**GIVEN TEXT**
****************

Something happened at midnight on January 1, 2000, and what happened was that nothing happened. That's significant, because all kinds of chaos was supposed to be triggered by the Y2K bug. As far back as 1998, the doomsdayers started coming out of the woodwork with internet warnings of what lay in store for us. Periodically, someone using a phony e-mail address sent out the following message, which was updated each time to let readers know how much time was left before the end would come. It is being published just as it was received in order to give readers an idea of the intellectual level of the sender.
You have been found guilty. Of creating wars, starvation, poverty, crime etc. worldwide by overpopulating the world to death.
Your Sentence is death by self annihilation to be carried out starting in january with the collapse of all the economies and everyone starting to eat everyone
You have less then a month to live. Are you comfortable? Got enough food in the house? Electricity working? Got fuel for the car? Well come January 1, 2000 all that is going to change.
Well that little Y2K problem is going to collapse all the economies in the world. No more food, electricity, fuel, communications etc. all those things are going to shut down like that "snap" (maybe a week or so) with them multi-warheads flying around and everybody eating everybody and the survival of the fittest will become the law until the antichrist takes over the world.
You can stay here for that it's best to get out of here before that happens
But the rapture will not occur until the universe is properly displayed
Stand up and open your mouth !
Such ignorance as this wouldn't deserve serious comment if didn't happen as often as it does. The oldest subscribers to TSR all know that doomsdayers have been predicting the end of the world all of their lives, and it was coming even before they were born. The Millerites and Russellites were given specific dates for the second coming by their leaders, and the faithful made serious preparation to meet a Jesus who never came. One would think that the failure of the predictions would have spelled the end of these religious groups, but they both survive today in the Seventh-Day Adventist and Jehovah's Witness movements. Even obvious prophecy failures aren't always enough to jar believers out of their delusions, because the doomsdayers just revise their interpretations and recalculate or claim "spiritual fulfillments," and the faithful gullibly swallow their "explanations."

****************

**COLLECTED DATA**
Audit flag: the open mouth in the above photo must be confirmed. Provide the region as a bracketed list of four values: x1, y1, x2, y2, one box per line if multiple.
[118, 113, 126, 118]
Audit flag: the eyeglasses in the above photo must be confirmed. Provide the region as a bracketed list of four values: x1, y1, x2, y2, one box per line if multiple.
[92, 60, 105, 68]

****************

**TASK GOAL**
Answer these about the Y2K text:
1. From what year did doomsdayers begin posting internet warnings?
2. What kind of e-mail address did the sender use?
3. In which two present-day movements do the Millerites and Russellites survive?

**PROBLEM SOLUTION**
1. 1998.
2. A phony one.
3. The Seventh-Day Adventist and Jehovah's Witness movements.